Start of RECORDS TO USE

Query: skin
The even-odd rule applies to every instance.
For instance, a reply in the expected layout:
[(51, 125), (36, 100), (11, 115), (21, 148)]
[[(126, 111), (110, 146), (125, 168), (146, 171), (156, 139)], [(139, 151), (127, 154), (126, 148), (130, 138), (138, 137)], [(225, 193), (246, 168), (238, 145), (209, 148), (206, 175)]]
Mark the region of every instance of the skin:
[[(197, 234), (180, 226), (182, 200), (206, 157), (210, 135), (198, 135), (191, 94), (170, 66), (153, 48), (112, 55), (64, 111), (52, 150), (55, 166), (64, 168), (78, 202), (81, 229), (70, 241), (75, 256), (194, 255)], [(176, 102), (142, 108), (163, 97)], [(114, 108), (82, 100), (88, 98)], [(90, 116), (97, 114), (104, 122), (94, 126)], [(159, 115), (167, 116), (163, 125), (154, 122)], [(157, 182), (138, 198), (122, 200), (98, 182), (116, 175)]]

End of RECORDS TO USE

→ **YOUR INSTRUCTIONS**:
Can you format the material as a numbered list, starting with its first line and going on through the line that contains "Mark the region", with blank lines left out?

→ **RESULT**:
1. Query: skin
2. The even-odd rule applies to every instance.
3. For instance, a reply in the expected layout:
4. [(51, 125), (36, 100), (11, 115), (21, 148)]
5. [[(126, 111), (110, 146), (125, 168), (146, 171), (156, 139)], [(139, 151), (127, 154), (126, 148), (130, 138), (138, 137)], [(225, 193), (246, 168), (238, 145), (209, 148), (206, 175)]]
6. Mark the region of every instance of the skin:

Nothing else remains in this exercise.